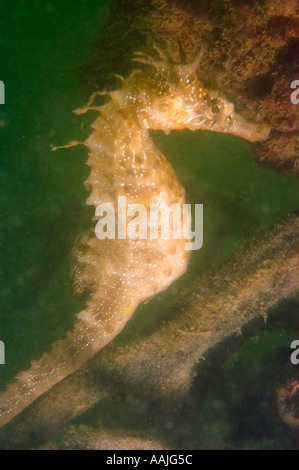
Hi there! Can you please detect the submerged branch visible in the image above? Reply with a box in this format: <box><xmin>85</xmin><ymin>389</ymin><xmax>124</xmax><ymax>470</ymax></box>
<box><xmin>0</xmin><ymin>215</ymin><xmax>299</xmax><ymax>448</ymax></box>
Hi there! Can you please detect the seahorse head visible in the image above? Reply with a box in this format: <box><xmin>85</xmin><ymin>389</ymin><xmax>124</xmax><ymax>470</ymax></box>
<box><xmin>136</xmin><ymin>51</ymin><xmax>270</xmax><ymax>142</ymax></box>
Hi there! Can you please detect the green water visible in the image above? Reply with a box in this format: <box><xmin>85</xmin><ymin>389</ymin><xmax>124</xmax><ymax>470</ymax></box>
<box><xmin>0</xmin><ymin>0</ymin><xmax>298</xmax><ymax>448</ymax></box>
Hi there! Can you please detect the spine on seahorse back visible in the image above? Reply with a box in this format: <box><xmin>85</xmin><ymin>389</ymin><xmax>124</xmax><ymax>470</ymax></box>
<box><xmin>0</xmin><ymin>46</ymin><xmax>269</xmax><ymax>426</ymax></box>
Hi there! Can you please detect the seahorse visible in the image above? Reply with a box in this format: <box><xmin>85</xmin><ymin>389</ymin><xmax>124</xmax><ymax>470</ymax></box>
<box><xmin>0</xmin><ymin>47</ymin><xmax>270</xmax><ymax>426</ymax></box>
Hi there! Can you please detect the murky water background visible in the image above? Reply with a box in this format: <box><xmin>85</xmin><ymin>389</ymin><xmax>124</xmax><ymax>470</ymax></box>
<box><xmin>0</xmin><ymin>0</ymin><xmax>299</xmax><ymax>448</ymax></box>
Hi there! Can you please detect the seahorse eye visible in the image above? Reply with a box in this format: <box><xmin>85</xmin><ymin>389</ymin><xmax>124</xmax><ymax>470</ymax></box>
<box><xmin>212</xmin><ymin>105</ymin><xmax>220</xmax><ymax>114</ymax></box>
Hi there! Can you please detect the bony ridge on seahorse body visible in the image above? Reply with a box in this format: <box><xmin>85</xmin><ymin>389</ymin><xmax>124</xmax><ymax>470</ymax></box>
<box><xmin>0</xmin><ymin>48</ymin><xmax>269</xmax><ymax>426</ymax></box>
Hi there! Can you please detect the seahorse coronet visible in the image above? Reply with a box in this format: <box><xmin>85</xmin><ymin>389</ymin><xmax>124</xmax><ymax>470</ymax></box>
<box><xmin>0</xmin><ymin>47</ymin><xmax>270</xmax><ymax>426</ymax></box>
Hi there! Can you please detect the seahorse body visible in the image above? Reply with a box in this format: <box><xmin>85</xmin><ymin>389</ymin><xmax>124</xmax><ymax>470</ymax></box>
<box><xmin>0</xmin><ymin>49</ymin><xmax>269</xmax><ymax>426</ymax></box>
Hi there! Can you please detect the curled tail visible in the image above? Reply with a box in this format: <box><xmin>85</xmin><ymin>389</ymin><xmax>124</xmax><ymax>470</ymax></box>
<box><xmin>0</xmin><ymin>48</ymin><xmax>270</xmax><ymax>426</ymax></box>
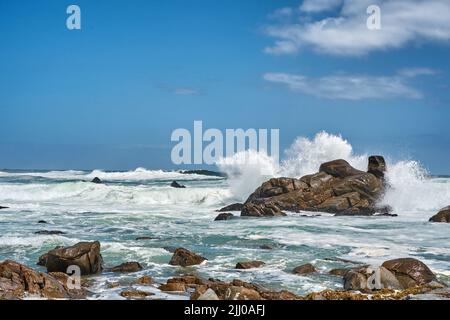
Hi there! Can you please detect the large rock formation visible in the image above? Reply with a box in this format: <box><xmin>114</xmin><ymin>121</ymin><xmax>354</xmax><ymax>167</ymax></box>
<box><xmin>38</xmin><ymin>241</ymin><xmax>103</xmax><ymax>275</ymax></box>
<box><xmin>241</xmin><ymin>156</ymin><xmax>388</xmax><ymax>217</ymax></box>
<box><xmin>0</xmin><ymin>260</ymin><xmax>86</xmax><ymax>300</ymax></box>
<box><xmin>430</xmin><ymin>206</ymin><xmax>450</xmax><ymax>223</ymax></box>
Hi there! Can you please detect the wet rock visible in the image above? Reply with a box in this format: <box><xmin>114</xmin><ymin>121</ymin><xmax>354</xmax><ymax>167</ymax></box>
<box><xmin>293</xmin><ymin>263</ymin><xmax>317</xmax><ymax>274</ymax></box>
<box><xmin>217</xmin><ymin>203</ymin><xmax>244</xmax><ymax>212</ymax></box>
<box><xmin>0</xmin><ymin>260</ymin><xmax>86</xmax><ymax>300</ymax></box>
<box><xmin>91</xmin><ymin>177</ymin><xmax>103</xmax><ymax>183</ymax></box>
<box><xmin>34</xmin><ymin>230</ymin><xmax>66</xmax><ymax>235</ymax></box>
<box><xmin>120</xmin><ymin>289</ymin><xmax>154</xmax><ymax>299</ymax></box>
<box><xmin>382</xmin><ymin>258</ymin><xmax>436</xmax><ymax>289</ymax></box>
<box><xmin>236</xmin><ymin>260</ymin><xmax>265</xmax><ymax>269</ymax></box>
<box><xmin>170</xmin><ymin>181</ymin><xmax>186</xmax><ymax>189</ymax></box>
<box><xmin>136</xmin><ymin>276</ymin><xmax>154</xmax><ymax>286</ymax></box>
<box><xmin>45</xmin><ymin>241</ymin><xmax>103</xmax><ymax>275</ymax></box>
<box><xmin>214</xmin><ymin>213</ymin><xmax>234</xmax><ymax>221</ymax></box>
<box><xmin>169</xmin><ymin>248</ymin><xmax>206</xmax><ymax>267</ymax></box>
<box><xmin>108</xmin><ymin>262</ymin><xmax>142</xmax><ymax>272</ymax></box>
<box><xmin>429</xmin><ymin>206</ymin><xmax>450</xmax><ymax>223</ymax></box>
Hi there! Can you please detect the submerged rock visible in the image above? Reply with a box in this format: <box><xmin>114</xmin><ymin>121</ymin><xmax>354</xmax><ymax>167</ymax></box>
<box><xmin>429</xmin><ymin>206</ymin><xmax>450</xmax><ymax>223</ymax></box>
<box><xmin>169</xmin><ymin>248</ymin><xmax>206</xmax><ymax>267</ymax></box>
<box><xmin>236</xmin><ymin>260</ymin><xmax>265</xmax><ymax>269</ymax></box>
<box><xmin>241</xmin><ymin>156</ymin><xmax>389</xmax><ymax>217</ymax></box>
<box><xmin>170</xmin><ymin>181</ymin><xmax>186</xmax><ymax>189</ymax></box>
<box><xmin>39</xmin><ymin>241</ymin><xmax>103</xmax><ymax>275</ymax></box>
<box><xmin>214</xmin><ymin>213</ymin><xmax>234</xmax><ymax>221</ymax></box>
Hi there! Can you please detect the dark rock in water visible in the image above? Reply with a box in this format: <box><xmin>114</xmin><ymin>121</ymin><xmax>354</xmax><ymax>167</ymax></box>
<box><xmin>241</xmin><ymin>203</ymin><xmax>286</xmax><ymax>217</ymax></box>
<box><xmin>91</xmin><ymin>177</ymin><xmax>103</xmax><ymax>183</ymax></box>
<box><xmin>236</xmin><ymin>260</ymin><xmax>265</xmax><ymax>269</ymax></box>
<box><xmin>293</xmin><ymin>263</ymin><xmax>316</xmax><ymax>274</ymax></box>
<box><xmin>0</xmin><ymin>260</ymin><xmax>86</xmax><ymax>300</ymax></box>
<box><xmin>429</xmin><ymin>206</ymin><xmax>450</xmax><ymax>223</ymax></box>
<box><xmin>108</xmin><ymin>262</ymin><xmax>142</xmax><ymax>272</ymax></box>
<box><xmin>169</xmin><ymin>248</ymin><xmax>206</xmax><ymax>267</ymax></box>
<box><xmin>214</xmin><ymin>213</ymin><xmax>234</xmax><ymax>221</ymax></box>
<box><xmin>170</xmin><ymin>181</ymin><xmax>186</xmax><ymax>189</ymax></box>
<box><xmin>382</xmin><ymin>258</ymin><xmax>436</xmax><ymax>289</ymax></box>
<box><xmin>34</xmin><ymin>230</ymin><xmax>66</xmax><ymax>235</ymax></box>
<box><xmin>241</xmin><ymin>156</ymin><xmax>389</xmax><ymax>217</ymax></box>
<box><xmin>45</xmin><ymin>241</ymin><xmax>103</xmax><ymax>275</ymax></box>
<box><xmin>217</xmin><ymin>203</ymin><xmax>244</xmax><ymax>212</ymax></box>
<box><xmin>367</xmin><ymin>156</ymin><xmax>386</xmax><ymax>179</ymax></box>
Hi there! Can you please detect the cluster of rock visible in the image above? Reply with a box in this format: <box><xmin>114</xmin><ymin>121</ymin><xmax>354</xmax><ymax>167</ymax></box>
<box><xmin>241</xmin><ymin>156</ymin><xmax>388</xmax><ymax>217</ymax></box>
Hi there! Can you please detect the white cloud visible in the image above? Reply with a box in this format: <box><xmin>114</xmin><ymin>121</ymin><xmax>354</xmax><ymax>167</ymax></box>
<box><xmin>263</xmin><ymin>68</ymin><xmax>434</xmax><ymax>100</ymax></box>
<box><xmin>265</xmin><ymin>0</ymin><xmax>450</xmax><ymax>56</ymax></box>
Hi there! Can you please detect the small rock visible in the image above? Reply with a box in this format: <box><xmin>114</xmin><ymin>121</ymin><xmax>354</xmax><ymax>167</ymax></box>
<box><xmin>214</xmin><ymin>213</ymin><xmax>234</xmax><ymax>221</ymax></box>
<box><xmin>108</xmin><ymin>262</ymin><xmax>142</xmax><ymax>272</ymax></box>
<box><xmin>91</xmin><ymin>177</ymin><xmax>103</xmax><ymax>183</ymax></box>
<box><xmin>170</xmin><ymin>181</ymin><xmax>186</xmax><ymax>189</ymax></box>
<box><xmin>236</xmin><ymin>260</ymin><xmax>265</xmax><ymax>269</ymax></box>
<box><xmin>293</xmin><ymin>263</ymin><xmax>316</xmax><ymax>274</ymax></box>
<box><xmin>169</xmin><ymin>248</ymin><xmax>206</xmax><ymax>267</ymax></box>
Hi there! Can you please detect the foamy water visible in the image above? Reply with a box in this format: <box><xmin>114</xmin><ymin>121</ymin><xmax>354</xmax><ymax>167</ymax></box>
<box><xmin>0</xmin><ymin>133</ymin><xmax>450</xmax><ymax>299</ymax></box>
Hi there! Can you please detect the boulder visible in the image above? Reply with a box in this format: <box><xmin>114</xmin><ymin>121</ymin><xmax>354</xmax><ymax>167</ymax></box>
<box><xmin>217</xmin><ymin>203</ymin><xmax>244</xmax><ymax>212</ymax></box>
<box><xmin>382</xmin><ymin>258</ymin><xmax>436</xmax><ymax>289</ymax></box>
<box><xmin>170</xmin><ymin>181</ymin><xmax>186</xmax><ymax>189</ymax></box>
<box><xmin>0</xmin><ymin>260</ymin><xmax>86</xmax><ymax>300</ymax></box>
<box><xmin>169</xmin><ymin>248</ymin><xmax>206</xmax><ymax>267</ymax></box>
<box><xmin>241</xmin><ymin>156</ymin><xmax>389</xmax><ymax>217</ymax></box>
<box><xmin>293</xmin><ymin>263</ymin><xmax>317</xmax><ymax>274</ymax></box>
<box><xmin>40</xmin><ymin>241</ymin><xmax>103</xmax><ymax>275</ymax></box>
<box><xmin>108</xmin><ymin>262</ymin><xmax>142</xmax><ymax>272</ymax></box>
<box><xmin>236</xmin><ymin>260</ymin><xmax>265</xmax><ymax>269</ymax></box>
<box><xmin>91</xmin><ymin>177</ymin><xmax>103</xmax><ymax>183</ymax></box>
<box><xmin>214</xmin><ymin>212</ymin><xmax>234</xmax><ymax>221</ymax></box>
<box><xmin>429</xmin><ymin>206</ymin><xmax>450</xmax><ymax>223</ymax></box>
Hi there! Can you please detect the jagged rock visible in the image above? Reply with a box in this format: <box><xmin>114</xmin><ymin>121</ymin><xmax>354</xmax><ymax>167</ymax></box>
<box><xmin>236</xmin><ymin>260</ymin><xmax>265</xmax><ymax>269</ymax></box>
<box><xmin>217</xmin><ymin>203</ymin><xmax>244</xmax><ymax>212</ymax></box>
<box><xmin>429</xmin><ymin>206</ymin><xmax>450</xmax><ymax>223</ymax></box>
<box><xmin>214</xmin><ymin>213</ymin><xmax>234</xmax><ymax>221</ymax></box>
<box><xmin>169</xmin><ymin>248</ymin><xmax>206</xmax><ymax>267</ymax></box>
<box><xmin>241</xmin><ymin>156</ymin><xmax>389</xmax><ymax>217</ymax></box>
<box><xmin>34</xmin><ymin>230</ymin><xmax>66</xmax><ymax>235</ymax></box>
<box><xmin>0</xmin><ymin>260</ymin><xmax>86</xmax><ymax>300</ymax></box>
<box><xmin>170</xmin><ymin>181</ymin><xmax>186</xmax><ymax>189</ymax></box>
<box><xmin>91</xmin><ymin>177</ymin><xmax>103</xmax><ymax>183</ymax></box>
<box><xmin>108</xmin><ymin>262</ymin><xmax>142</xmax><ymax>272</ymax></box>
<box><xmin>293</xmin><ymin>263</ymin><xmax>317</xmax><ymax>274</ymax></box>
<box><xmin>40</xmin><ymin>241</ymin><xmax>103</xmax><ymax>275</ymax></box>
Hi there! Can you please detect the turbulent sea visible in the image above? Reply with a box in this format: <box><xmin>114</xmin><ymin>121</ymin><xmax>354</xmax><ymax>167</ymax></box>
<box><xmin>0</xmin><ymin>133</ymin><xmax>450</xmax><ymax>299</ymax></box>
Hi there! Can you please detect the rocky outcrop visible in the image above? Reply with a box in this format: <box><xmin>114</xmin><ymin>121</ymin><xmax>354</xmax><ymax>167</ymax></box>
<box><xmin>0</xmin><ymin>260</ymin><xmax>86</xmax><ymax>300</ymax></box>
<box><xmin>39</xmin><ymin>241</ymin><xmax>103</xmax><ymax>275</ymax></box>
<box><xmin>292</xmin><ymin>263</ymin><xmax>316</xmax><ymax>274</ymax></box>
<box><xmin>236</xmin><ymin>260</ymin><xmax>265</xmax><ymax>269</ymax></box>
<box><xmin>217</xmin><ymin>203</ymin><xmax>244</xmax><ymax>212</ymax></box>
<box><xmin>430</xmin><ymin>206</ymin><xmax>450</xmax><ymax>223</ymax></box>
<box><xmin>169</xmin><ymin>248</ymin><xmax>206</xmax><ymax>267</ymax></box>
<box><xmin>241</xmin><ymin>156</ymin><xmax>388</xmax><ymax>217</ymax></box>
<box><xmin>107</xmin><ymin>262</ymin><xmax>142</xmax><ymax>272</ymax></box>
<box><xmin>170</xmin><ymin>181</ymin><xmax>186</xmax><ymax>189</ymax></box>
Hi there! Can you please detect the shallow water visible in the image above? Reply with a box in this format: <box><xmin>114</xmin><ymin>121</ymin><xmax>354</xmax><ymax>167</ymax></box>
<box><xmin>0</xmin><ymin>169</ymin><xmax>450</xmax><ymax>299</ymax></box>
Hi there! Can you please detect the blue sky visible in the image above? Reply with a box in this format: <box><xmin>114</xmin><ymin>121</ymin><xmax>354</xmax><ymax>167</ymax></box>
<box><xmin>0</xmin><ymin>0</ymin><xmax>450</xmax><ymax>174</ymax></box>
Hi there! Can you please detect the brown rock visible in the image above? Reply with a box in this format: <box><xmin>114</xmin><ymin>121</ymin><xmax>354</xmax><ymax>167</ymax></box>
<box><xmin>293</xmin><ymin>263</ymin><xmax>317</xmax><ymax>274</ymax></box>
<box><xmin>236</xmin><ymin>260</ymin><xmax>265</xmax><ymax>269</ymax></box>
<box><xmin>45</xmin><ymin>241</ymin><xmax>103</xmax><ymax>275</ymax></box>
<box><xmin>430</xmin><ymin>206</ymin><xmax>450</xmax><ymax>223</ymax></box>
<box><xmin>169</xmin><ymin>248</ymin><xmax>206</xmax><ymax>267</ymax></box>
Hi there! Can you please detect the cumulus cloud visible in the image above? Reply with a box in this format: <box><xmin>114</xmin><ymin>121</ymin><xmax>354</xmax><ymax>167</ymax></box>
<box><xmin>265</xmin><ymin>0</ymin><xmax>450</xmax><ymax>56</ymax></box>
<box><xmin>263</xmin><ymin>68</ymin><xmax>434</xmax><ymax>100</ymax></box>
____________
Task objective
Turn the part of the records that opens with the line containing "Hi there! Can you please detect the blue" and runs through the end of the records into a numbered list, one line per item, leaving out any blank lines.

Written response
1. Hi there! Can you please detect the blue sky visible in the image above? Reply with a box in this format: <box><xmin>114</xmin><ymin>121</ymin><xmax>354</xmax><ymax>167</ymax></box>
2. <box><xmin>0</xmin><ymin>0</ymin><xmax>450</xmax><ymax>174</ymax></box>
3. Hi there! Can you please detect the brown rock visible in the image above? Reply with a box in this format: <box><xmin>114</xmin><ymin>121</ymin><xmax>354</xmax><ymax>167</ymax></box>
4. <box><xmin>293</xmin><ymin>263</ymin><xmax>317</xmax><ymax>274</ymax></box>
5. <box><xmin>236</xmin><ymin>260</ymin><xmax>265</xmax><ymax>269</ymax></box>
6. <box><xmin>45</xmin><ymin>241</ymin><xmax>103</xmax><ymax>275</ymax></box>
7. <box><xmin>430</xmin><ymin>206</ymin><xmax>450</xmax><ymax>223</ymax></box>
8. <box><xmin>169</xmin><ymin>248</ymin><xmax>206</xmax><ymax>267</ymax></box>
9. Hi there! Can you please detect the cumulus cloud visible in the image above? Reply with a box in this format: <box><xmin>114</xmin><ymin>121</ymin><xmax>354</xmax><ymax>167</ymax></box>
10. <box><xmin>265</xmin><ymin>0</ymin><xmax>450</xmax><ymax>56</ymax></box>
11. <box><xmin>263</xmin><ymin>68</ymin><xmax>434</xmax><ymax>100</ymax></box>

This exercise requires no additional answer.